Start of Exercise passage

Results of the University of Nebraska Medical Center study were published in the Oct. 10 issue of PLOS One. PLOS One is published by the Public Library of Science, a leading science journal.

Physicians have been prescribing vitamin D in premature and preterm infants in neonatal intensive care units (NICU) to prevent rickets, a disease that causes soft, weak bones in children and is often associated with vitamin D deficiency. In spite of this, a sizeable number of infants still develop rickets, said Ann Anderson Berry, M.D., associate professor in the division of newborn medicine and medical director of the NICU at Nebraska Medicine, UNMC’s clinical partner.

She said current recommendations of vitamin D supplementation for preterm infants span a wide range of doses, even among major medical groups such as the American Academy of Pediatrics, the Institute of Medicine, and the Endocrine Society. And response to vitamin D supplementation and impact on outcomes in preterm infants is not well understood, she said.

The study provided more evidence in regards to bone health and ideal supplementation. The objective was to evaluate changes in vitamin D in the blood over four weeks in two groups of premature infants born between 24 to 32 weeks gestation. Researchers studied 32 infants at doses of 400 or 800 IU/day of vitamin D.

Researchers saw an improvement in bone density and vitamin D levels in the blood at four weeks. They also saw improvement in growth that significantly decreased the risk of infants having very low bone density.

“We are hopeful that neonatologists will consider giving pre-term infants 800 IUs,” Dr. Anderson Berry said. “We know that even with standard vitamin D dosing, we were still seeing a fair number of pre- term infants who suffered from impaired bone health. This is another form of NICU therapy that can help decrease that risk.”

Dr. Anderson Berry is first author of the paper, senior author is Corrine Hanson, Ph.D., UNMC College of Allied Health Professions, and contributing author is Elizabeth Lyden of the UNMC College of Public Health.

End of Exercise passage
Start of Provided material

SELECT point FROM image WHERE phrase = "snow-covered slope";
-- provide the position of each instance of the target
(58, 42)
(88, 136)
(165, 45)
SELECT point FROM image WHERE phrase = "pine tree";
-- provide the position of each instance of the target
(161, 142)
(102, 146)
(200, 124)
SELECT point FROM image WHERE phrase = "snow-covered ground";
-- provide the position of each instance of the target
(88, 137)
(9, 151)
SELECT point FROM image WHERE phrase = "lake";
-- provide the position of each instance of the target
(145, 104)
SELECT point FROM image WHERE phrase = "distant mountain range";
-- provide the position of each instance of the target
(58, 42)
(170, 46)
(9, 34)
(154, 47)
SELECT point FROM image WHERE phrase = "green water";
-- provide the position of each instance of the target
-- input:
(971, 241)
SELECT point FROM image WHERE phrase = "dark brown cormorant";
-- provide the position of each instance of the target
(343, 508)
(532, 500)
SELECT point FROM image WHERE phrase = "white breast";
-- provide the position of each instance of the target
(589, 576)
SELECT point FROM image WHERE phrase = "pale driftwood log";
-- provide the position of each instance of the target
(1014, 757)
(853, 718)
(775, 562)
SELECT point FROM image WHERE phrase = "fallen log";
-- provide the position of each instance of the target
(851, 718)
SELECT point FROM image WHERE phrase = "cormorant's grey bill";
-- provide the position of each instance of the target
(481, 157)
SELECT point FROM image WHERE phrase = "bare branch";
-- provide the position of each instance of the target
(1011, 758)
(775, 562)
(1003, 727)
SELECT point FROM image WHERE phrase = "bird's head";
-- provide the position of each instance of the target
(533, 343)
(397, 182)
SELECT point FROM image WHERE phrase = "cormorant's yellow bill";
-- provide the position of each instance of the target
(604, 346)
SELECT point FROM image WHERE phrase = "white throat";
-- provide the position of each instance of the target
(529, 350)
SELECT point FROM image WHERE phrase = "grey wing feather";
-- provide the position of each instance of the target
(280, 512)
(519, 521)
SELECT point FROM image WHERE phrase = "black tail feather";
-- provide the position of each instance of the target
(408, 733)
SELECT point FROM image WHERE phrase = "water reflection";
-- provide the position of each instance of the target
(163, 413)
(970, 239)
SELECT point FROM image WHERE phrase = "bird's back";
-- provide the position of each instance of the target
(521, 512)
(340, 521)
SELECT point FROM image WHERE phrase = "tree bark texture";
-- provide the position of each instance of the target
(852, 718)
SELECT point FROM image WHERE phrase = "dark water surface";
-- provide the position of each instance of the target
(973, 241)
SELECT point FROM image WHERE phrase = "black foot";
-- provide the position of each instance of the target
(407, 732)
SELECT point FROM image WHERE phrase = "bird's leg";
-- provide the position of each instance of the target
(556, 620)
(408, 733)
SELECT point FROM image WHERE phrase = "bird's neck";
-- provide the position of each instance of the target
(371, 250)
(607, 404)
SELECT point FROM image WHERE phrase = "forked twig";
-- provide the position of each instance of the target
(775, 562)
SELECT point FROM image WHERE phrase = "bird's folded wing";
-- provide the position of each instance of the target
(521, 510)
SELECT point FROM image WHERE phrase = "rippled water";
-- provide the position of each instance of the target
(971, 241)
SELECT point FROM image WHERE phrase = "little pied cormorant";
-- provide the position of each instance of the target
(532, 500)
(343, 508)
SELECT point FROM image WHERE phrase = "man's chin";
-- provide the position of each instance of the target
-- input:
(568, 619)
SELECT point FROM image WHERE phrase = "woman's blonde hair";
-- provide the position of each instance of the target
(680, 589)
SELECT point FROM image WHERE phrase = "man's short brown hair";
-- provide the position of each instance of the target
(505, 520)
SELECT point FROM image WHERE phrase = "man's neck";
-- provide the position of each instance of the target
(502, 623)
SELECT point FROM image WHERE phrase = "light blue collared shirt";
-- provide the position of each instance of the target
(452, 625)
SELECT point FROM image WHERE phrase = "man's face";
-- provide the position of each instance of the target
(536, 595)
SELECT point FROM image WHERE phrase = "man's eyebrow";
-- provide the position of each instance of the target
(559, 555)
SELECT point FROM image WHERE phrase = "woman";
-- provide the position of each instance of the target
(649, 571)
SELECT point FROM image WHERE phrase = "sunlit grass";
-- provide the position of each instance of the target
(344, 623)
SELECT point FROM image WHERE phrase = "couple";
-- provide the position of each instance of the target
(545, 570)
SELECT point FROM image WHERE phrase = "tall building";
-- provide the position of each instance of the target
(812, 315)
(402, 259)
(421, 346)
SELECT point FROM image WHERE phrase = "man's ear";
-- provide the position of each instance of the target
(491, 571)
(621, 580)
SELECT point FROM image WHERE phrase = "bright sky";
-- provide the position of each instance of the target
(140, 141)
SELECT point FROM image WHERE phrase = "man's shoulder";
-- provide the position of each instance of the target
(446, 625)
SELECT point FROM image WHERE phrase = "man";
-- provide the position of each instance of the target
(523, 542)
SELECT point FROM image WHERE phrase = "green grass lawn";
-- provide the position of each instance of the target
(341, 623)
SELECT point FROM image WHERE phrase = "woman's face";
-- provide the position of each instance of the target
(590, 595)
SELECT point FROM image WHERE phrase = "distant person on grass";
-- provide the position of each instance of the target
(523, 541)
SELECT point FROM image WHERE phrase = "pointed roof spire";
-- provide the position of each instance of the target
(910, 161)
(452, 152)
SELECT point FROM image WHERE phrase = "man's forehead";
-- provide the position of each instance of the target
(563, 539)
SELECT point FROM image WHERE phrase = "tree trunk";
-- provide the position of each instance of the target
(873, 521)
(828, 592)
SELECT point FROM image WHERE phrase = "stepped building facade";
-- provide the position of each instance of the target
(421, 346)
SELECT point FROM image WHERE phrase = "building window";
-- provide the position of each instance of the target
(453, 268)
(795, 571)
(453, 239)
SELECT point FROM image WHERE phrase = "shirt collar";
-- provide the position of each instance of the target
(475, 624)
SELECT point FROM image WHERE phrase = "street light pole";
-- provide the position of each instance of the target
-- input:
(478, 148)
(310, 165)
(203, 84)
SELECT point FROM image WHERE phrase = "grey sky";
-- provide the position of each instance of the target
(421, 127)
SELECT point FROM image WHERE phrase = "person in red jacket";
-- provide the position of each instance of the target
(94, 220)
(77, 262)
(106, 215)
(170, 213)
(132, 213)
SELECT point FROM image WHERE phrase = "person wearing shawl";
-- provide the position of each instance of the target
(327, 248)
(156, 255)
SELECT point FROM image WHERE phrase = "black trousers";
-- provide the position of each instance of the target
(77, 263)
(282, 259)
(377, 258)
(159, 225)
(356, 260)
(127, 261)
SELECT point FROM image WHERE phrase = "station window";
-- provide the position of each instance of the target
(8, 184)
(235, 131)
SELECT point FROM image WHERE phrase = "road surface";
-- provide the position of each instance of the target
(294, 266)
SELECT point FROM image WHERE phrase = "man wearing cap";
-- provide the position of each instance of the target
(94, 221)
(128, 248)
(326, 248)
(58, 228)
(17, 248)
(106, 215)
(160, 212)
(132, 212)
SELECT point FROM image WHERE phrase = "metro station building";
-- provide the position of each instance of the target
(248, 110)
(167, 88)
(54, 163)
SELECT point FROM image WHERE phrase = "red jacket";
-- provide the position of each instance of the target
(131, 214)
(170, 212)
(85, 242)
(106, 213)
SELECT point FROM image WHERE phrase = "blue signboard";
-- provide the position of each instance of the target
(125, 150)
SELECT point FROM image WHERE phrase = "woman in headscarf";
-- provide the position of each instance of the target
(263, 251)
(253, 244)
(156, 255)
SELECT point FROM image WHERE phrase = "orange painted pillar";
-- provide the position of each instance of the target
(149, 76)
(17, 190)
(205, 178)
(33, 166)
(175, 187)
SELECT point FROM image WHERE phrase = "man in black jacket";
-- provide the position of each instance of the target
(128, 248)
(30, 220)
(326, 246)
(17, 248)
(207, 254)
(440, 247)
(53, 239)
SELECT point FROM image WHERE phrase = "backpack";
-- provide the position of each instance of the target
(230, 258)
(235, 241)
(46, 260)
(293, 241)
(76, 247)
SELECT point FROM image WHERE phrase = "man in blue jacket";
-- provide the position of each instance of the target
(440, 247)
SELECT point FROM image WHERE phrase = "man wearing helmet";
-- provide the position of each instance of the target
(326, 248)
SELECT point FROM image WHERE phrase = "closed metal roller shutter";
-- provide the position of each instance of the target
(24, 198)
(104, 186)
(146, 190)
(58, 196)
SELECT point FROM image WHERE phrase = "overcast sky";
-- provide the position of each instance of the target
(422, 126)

End of Provided material

Apply what you read —
1 - Answer these questions about the article on vitamin D for preterm infants:
(a) In which issue of PLOS One were the study results published?
(b) What two daily doses of vitamin D did the researchers study?
(c) Who is the senior author of the paper?
2 - Rewrite the passage from the article on vitamin D for preterm infants starting with "Physicians have been" and going on through "UNMC’s clinical partner.", substituting "newborn intensive care units" for "neonatal intensive care units".

Responses by item number —
1 -
(a) The Oct. 10 issue.
(b) 400 or 800 IU/day.
(c) Corrine Hanson, Ph.D.

2 -
Physicians have been prescribing vitamin D in premature and preterm infants in newborn intensive care units (NICU) to prevent rickets, a disease that causes soft, weak bones in children and is often associated with vitamin D deficiency. In spite of this, a sizeable number of infants still develop rickets, said Ann Anderson Berry, M.D., associate professor in the division of newborn medicine and medical director of the NICU at Nebraska Medicine, UNMC’s clinical partner.